• [EXTRAIT À LIRE]
**********
Les gouvernements qui sont sages et qui respectent leurs peuples souhaiteront comprendre ce qui sous-tend ces problèmes et l’ingratitude occidentale qui les a suscités. Ils en tireront aussi les leçons et élaboreront une nouvelle stratégie afin de rectifier leurs erreurs et adapter leur disposition d’esprit ; ils adopteront de nouveaux plans d’action qui ne se baseront pas sur un désir de vengeance, mais par lesquels ils chercheront à trouver le moyen de servir les intérêts nationaux et pan-arabes avec habilité et efficacité.

L’expérience, tant avec le camp arabe « modéré » qu’avec « l’opposition » (c’est ainsi qu’on les appelle de nos jours), n’est absolument pas encourageante et a montré que les chances de changement sont au mieux limitées, sinon totalement inexistantes.

Nous ne croyons absolument pas que le Président palestinien Mahmoud Abbas - qui a été forcé par le Président Barack Obama des USA de serrer la main du Premier ministre israélien, Benjamin Netanyahu, et de son Ministre des affaires étrangères, Avigdor Lieberman, et a été invité à de nouvelles négociations sans qu’il soit question de geler les colonies - que donc Mahmoud Abbas retournera à Ramallah pour commencer à préparer une nouvelle Intifada, à l’instar de son prédécesseur, feu Yasser Arafat, au retour de Camp David quand il s’est rendu compte que la paix selon les USA signifiait renoncer à Jérusalem et au droit au retour des réfugiés palestiniens.
**********
• [DÉFIS]
a: D'après l'extrait sur le conflit israélo-palestinien, qui a forcé Mahmoud Abbas à serrer la main de Benjamin Netanyahu ?
b: Recopiez à l'identique le passage de l'extrait sur le conflit israélo-palestinien qui part de « L’expérience, tant avec » et va jusqu'à « sinon totalement inexistantes. » inclus.
c: Rédigez la suite de l'extrait sur le conflit israélo-palestinien, à partir de sa dernière phrase.

• [ENTRÉES EXTRAITES]
**********
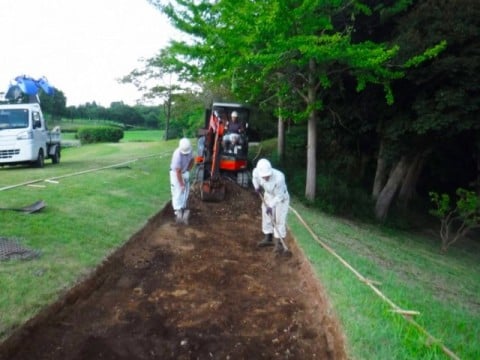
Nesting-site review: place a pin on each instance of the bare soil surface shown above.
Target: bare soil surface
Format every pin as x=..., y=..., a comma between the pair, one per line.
x=202, y=291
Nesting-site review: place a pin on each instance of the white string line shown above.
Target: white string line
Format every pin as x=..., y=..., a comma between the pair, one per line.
x=79, y=172
x=406, y=314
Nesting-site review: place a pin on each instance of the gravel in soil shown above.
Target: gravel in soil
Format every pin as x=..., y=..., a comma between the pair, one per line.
x=202, y=291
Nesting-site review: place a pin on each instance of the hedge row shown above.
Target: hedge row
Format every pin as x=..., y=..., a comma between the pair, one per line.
x=90, y=135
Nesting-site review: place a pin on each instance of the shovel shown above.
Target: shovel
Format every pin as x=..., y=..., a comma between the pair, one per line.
x=184, y=213
x=37, y=206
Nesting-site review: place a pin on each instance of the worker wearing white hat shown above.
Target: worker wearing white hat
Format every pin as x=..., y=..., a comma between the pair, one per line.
x=275, y=203
x=182, y=162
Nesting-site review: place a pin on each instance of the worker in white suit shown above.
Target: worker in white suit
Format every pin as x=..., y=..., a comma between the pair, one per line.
x=180, y=166
x=270, y=183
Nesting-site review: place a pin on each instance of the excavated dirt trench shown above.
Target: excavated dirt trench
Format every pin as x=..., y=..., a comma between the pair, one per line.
x=202, y=291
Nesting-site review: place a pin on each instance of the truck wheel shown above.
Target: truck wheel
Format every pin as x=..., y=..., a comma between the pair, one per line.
x=56, y=156
x=40, y=162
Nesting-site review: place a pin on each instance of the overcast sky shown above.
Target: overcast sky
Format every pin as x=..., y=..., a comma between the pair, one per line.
x=80, y=46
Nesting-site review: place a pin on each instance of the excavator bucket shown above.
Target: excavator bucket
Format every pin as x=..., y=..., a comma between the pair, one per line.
x=212, y=191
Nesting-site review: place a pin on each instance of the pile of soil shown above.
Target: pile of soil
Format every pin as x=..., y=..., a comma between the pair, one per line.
x=202, y=291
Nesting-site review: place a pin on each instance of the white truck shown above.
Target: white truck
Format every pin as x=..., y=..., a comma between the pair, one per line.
x=24, y=137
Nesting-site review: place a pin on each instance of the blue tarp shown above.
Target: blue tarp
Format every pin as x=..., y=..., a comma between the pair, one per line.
x=28, y=86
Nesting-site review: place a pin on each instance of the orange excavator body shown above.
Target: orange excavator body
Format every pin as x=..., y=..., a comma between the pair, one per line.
x=214, y=161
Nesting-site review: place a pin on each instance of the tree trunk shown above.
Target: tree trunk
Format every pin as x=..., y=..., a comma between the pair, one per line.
x=168, y=112
x=310, y=186
x=380, y=173
x=409, y=184
x=281, y=135
x=386, y=196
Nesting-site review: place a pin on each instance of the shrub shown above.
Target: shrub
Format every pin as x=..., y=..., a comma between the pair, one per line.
x=90, y=135
x=456, y=220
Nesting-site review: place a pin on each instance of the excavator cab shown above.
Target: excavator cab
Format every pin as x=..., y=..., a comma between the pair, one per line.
x=222, y=149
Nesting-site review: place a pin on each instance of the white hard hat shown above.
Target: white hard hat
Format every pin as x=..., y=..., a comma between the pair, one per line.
x=185, y=146
x=264, y=168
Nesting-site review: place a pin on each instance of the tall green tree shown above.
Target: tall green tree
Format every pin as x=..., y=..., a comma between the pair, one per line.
x=286, y=47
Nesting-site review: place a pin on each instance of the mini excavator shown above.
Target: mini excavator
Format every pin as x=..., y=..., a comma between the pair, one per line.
x=217, y=161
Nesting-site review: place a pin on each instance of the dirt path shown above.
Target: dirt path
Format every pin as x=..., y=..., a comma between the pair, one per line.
x=198, y=292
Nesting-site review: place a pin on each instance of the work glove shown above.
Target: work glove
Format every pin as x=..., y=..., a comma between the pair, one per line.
x=259, y=190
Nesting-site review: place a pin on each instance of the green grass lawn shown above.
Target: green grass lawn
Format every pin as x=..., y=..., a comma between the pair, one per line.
x=91, y=213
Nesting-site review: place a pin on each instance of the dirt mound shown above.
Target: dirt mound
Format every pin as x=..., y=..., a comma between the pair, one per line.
x=202, y=291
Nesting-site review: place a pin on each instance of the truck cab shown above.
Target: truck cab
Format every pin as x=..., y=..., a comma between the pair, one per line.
x=24, y=137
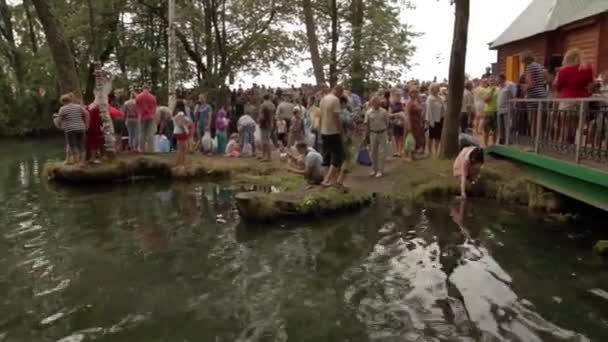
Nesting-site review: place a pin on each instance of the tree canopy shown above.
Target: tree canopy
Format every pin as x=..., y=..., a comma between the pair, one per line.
x=49, y=47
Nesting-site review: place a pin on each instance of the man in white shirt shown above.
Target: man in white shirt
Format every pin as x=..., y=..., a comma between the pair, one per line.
x=313, y=164
x=507, y=92
x=467, y=113
x=331, y=135
x=604, y=84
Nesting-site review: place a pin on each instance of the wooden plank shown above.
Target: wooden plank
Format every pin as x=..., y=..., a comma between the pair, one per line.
x=573, y=180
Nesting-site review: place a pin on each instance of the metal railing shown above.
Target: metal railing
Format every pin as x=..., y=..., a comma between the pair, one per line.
x=575, y=129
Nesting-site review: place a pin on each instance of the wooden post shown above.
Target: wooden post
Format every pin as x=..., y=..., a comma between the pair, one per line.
x=172, y=56
x=579, y=132
x=539, y=114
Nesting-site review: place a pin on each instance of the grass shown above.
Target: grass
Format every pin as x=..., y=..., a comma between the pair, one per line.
x=409, y=182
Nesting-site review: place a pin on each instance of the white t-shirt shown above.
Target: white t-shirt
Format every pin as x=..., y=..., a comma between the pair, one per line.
x=314, y=161
x=330, y=108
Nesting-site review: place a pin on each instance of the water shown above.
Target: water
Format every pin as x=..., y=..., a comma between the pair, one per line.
x=150, y=262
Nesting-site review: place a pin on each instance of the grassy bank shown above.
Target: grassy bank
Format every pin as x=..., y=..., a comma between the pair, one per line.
x=409, y=182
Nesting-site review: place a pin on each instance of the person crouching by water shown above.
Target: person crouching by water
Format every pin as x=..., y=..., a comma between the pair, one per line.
x=467, y=167
x=376, y=121
x=181, y=132
x=312, y=168
x=74, y=119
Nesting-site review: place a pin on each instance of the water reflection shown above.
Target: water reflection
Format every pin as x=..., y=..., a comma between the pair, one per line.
x=430, y=283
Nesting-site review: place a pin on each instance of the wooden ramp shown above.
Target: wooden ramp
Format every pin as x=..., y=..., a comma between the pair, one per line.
x=580, y=182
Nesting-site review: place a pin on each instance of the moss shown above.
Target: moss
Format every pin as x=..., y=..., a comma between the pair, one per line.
x=601, y=247
x=408, y=183
x=299, y=203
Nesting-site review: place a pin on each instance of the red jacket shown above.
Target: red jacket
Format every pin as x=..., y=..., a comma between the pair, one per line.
x=573, y=81
x=145, y=104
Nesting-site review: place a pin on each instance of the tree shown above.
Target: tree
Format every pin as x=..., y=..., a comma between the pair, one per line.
x=67, y=74
x=357, y=21
x=449, y=137
x=313, y=42
x=361, y=41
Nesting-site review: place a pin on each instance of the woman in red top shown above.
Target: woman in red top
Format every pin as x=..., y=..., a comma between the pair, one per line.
x=573, y=81
x=94, y=140
x=118, y=120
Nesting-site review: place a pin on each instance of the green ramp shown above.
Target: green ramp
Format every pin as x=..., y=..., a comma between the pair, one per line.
x=582, y=183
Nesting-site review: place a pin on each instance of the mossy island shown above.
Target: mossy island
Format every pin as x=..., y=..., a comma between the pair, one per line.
x=290, y=197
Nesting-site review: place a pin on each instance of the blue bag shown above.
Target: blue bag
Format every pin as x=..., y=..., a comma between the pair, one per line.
x=363, y=158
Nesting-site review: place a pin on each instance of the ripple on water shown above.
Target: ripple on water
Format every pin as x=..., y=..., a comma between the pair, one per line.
x=401, y=292
x=61, y=286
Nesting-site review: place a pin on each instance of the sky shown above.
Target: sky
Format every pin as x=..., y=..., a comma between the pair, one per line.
x=434, y=18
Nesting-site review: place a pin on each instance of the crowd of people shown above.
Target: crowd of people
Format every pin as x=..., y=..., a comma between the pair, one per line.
x=317, y=129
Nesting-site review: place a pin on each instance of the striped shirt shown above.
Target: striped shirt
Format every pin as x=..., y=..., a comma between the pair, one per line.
x=130, y=110
x=72, y=117
x=537, y=90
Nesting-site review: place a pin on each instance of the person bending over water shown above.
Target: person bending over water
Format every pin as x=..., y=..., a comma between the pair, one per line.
x=467, y=167
x=313, y=164
x=181, y=132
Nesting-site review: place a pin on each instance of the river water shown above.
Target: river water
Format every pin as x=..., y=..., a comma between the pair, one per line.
x=155, y=261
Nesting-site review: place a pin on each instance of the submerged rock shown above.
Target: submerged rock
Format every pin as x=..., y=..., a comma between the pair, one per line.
x=256, y=206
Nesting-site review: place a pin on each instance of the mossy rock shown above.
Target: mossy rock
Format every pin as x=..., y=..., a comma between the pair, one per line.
x=601, y=248
x=304, y=203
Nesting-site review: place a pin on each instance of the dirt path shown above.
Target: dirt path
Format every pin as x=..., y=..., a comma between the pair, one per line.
x=360, y=180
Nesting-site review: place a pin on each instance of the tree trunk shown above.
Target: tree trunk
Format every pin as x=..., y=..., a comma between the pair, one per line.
x=14, y=54
x=209, y=42
x=313, y=42
x=357, y=72
x=335, y=37
x=67, y=74
x=449, y=137
x=30, y=24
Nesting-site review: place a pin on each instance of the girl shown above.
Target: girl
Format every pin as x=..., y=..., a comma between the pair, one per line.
x=221, y=125
x=74, y=120
x=296, y=130
x=467, y=167
x=233, y=149
x=435, y=110
x=414, y=115
x=281, y=125
x=180, y=132
x=396, y=107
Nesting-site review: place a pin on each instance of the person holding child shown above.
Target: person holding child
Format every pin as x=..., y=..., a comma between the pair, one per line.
x=467, y=167
x=312, y=164
x=221, y=128
x=74, y=119
x=232, y=148
x=181, y=132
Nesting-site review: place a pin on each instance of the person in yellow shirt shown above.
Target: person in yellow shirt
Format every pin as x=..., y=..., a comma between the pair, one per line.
x=490, y=97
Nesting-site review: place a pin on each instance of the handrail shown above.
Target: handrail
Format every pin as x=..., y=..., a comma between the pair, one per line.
x=580, y=130
x=557, y=99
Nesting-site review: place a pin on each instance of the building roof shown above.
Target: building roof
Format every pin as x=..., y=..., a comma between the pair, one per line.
x=548, y=15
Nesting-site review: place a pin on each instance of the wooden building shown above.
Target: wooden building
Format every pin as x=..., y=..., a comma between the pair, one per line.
x=549, y=28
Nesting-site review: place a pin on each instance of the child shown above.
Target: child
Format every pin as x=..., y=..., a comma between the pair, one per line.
x=221, y=125
x=181, y=132
x=74, y=119
x=409, y=146
x=233, y=149
x=467, y=167
x=281, y=131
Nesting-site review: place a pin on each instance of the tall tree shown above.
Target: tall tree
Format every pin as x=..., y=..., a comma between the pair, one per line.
x=313, y=42
x=335, y=39
x=67, y=74
x=7, y=37
x=449, y=137
x=357, y=71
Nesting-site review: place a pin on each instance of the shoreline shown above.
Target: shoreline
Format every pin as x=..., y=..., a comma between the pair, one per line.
x=413, y=182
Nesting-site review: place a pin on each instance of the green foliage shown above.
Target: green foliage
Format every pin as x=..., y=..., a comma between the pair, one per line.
x=215, y=40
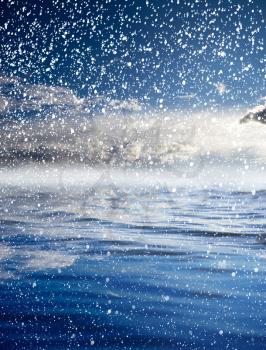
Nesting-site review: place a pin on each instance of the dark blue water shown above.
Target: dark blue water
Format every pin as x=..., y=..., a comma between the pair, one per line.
x=134, y=268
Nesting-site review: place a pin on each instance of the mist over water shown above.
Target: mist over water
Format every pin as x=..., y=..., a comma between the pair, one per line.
x=132, y=175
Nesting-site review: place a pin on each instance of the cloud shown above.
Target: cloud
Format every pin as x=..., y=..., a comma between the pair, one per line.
x=16, y=96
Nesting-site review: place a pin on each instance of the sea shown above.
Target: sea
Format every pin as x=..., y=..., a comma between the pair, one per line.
x=122, y=232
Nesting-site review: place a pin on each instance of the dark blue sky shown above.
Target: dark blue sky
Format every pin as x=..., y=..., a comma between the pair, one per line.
x=163, y=52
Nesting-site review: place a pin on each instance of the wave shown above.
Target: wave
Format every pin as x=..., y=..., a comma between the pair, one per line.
x=148, y=140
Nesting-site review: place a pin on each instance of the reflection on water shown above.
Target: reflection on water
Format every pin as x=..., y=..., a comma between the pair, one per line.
x=112, y=267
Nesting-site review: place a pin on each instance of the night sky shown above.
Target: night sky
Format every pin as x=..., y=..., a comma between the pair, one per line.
x=163, y=53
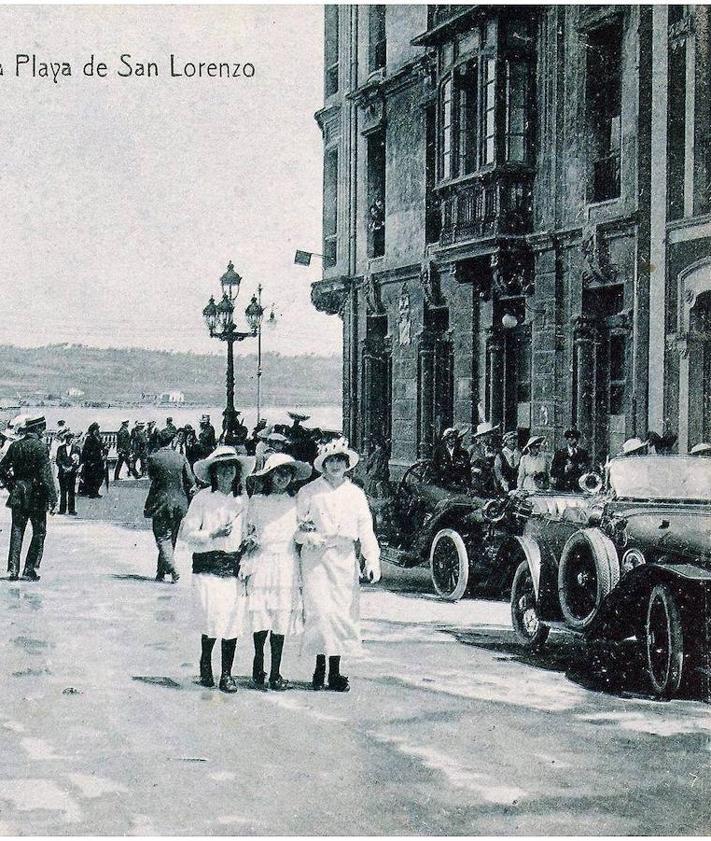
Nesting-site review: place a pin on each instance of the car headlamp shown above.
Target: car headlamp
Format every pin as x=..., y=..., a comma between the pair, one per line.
x=631, y=559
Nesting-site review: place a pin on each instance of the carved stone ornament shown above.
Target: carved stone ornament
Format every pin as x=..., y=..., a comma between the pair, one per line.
x=404, y=324
x=429, y=278
x=373, y=302
x=597, y=266
x=680, y=343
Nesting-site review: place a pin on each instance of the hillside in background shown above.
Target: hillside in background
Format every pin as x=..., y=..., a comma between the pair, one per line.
x=125, y=374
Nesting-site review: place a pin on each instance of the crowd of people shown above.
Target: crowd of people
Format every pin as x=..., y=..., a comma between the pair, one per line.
x=495, y=464
x=273, y=532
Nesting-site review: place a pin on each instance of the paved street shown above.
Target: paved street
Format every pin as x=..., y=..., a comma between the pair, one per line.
x=447, y=729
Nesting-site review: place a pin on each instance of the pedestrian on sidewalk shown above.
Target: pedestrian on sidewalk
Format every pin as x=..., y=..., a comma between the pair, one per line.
x=123, y=451
x=172, y=485
x=92, y=462
x=333, y=514
x=27, y=473
x=68, y=458
x=213, y=528
x=270, y=565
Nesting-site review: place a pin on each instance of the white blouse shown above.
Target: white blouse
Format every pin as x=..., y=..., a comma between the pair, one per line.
x=208, y=511
x=341, y=512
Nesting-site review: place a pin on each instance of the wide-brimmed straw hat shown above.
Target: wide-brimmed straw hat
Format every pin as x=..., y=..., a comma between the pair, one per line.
x=701, y=449
x=633, y=445
x=301, y=469
x=339, y=447
x=485, y=428
x=536, y=439
x=221, y=455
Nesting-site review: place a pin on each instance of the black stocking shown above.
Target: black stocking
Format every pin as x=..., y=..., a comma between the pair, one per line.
x=228, y=656
x=258, y=664
x=276, y=643
x=334, y=668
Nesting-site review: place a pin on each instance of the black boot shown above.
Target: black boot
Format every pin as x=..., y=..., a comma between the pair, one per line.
x=276, y=681
x=336, y=681
x=319, y=678
x=206, y=677
x=258, y=673
x=227, y=682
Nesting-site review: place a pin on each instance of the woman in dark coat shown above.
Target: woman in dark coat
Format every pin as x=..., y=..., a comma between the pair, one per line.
x=92, y=461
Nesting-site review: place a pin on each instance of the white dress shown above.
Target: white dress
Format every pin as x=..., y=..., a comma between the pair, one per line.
x=330, y=573
x=219, y=601
x=274, y=579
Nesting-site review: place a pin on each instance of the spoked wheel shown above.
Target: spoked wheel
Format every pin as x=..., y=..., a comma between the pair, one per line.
x=664, y=642
x=449, y=565
x=529, y=630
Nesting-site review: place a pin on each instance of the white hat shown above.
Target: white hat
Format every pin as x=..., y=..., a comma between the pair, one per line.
x=302, y=470
x=633, y=445
x=485, y=429
x=700, y=449
x=536, y=439
x=221, y=455
x=338, y=447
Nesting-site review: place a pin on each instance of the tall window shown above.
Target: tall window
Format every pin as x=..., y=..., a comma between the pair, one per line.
x=331, y=50
x=376, y=195
x=330, y=207
x=377, y=38
x=516, y=111
x=604, y=109
x=488, y=111
x=446, y=128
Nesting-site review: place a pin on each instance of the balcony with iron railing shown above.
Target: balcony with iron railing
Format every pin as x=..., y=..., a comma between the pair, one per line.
x=496, y=204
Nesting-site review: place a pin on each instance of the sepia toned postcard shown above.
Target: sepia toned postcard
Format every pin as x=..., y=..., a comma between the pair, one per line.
x=355, y=420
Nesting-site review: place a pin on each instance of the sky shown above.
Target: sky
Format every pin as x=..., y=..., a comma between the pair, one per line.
x=124, y=198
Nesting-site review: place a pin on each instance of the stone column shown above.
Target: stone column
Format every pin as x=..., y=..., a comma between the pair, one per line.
x=495, y=374
x=584, y=362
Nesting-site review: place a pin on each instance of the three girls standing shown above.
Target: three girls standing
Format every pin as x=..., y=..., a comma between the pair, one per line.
x=277, y=592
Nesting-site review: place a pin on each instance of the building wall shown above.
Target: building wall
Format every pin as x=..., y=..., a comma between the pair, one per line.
x=587, y=281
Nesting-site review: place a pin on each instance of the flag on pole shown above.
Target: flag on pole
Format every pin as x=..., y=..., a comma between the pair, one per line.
x=302, y=258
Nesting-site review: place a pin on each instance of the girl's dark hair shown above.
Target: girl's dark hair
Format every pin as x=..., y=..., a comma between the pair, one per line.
x=264, y=484
x=236, y=483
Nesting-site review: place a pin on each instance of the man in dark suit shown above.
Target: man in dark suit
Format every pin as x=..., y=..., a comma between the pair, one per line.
x=123, y=450
x=172, y=483
x=570, y=463
x=68, y=458
x=26, y=471
x=451, y=465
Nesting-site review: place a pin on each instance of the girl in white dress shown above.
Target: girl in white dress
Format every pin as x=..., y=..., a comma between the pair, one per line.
x=213, y=528
x=333, y=514
x=271, y=564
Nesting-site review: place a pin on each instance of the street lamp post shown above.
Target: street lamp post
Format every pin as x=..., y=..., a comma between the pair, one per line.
x=219, y=318
x=255, y=318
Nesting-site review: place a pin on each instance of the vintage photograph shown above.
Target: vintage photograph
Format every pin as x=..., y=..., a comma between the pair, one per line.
x=355, y=420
**********
• [PROBLÈMES RÉSOLUS]
a: Le Président des USA, Barack Obama.

b:
L’expérience, tant avec le camp arabe « modéré » qu’avec « l’opposition » (c’est ainsi qu’on les appelle de nos jours), n’est absolument pas encourageante et a montré que les chances de changement sont au mieux limitées, sinon totalement inexistantes.

c:
Nous ne nous attendons pas à ce que le Président Hosni Moubarak change de position ou mette en péril sa relation étroite avec Netanyahu, même si ce dernier avait promis personnellement qu’Israël soutiendrait Faruq Hosni lors de l’élection à l’UNESCO et arrêterait la violente campagne juive contre lui. La suite a montré que les hauts fonctionnaires du gouvernement israélien n’ont jamais cessé de manœuvrer contre l’élection du candidat égyptien, l’accusant d’antisémitisme et exigeant son élimination de toutes les manières possibles.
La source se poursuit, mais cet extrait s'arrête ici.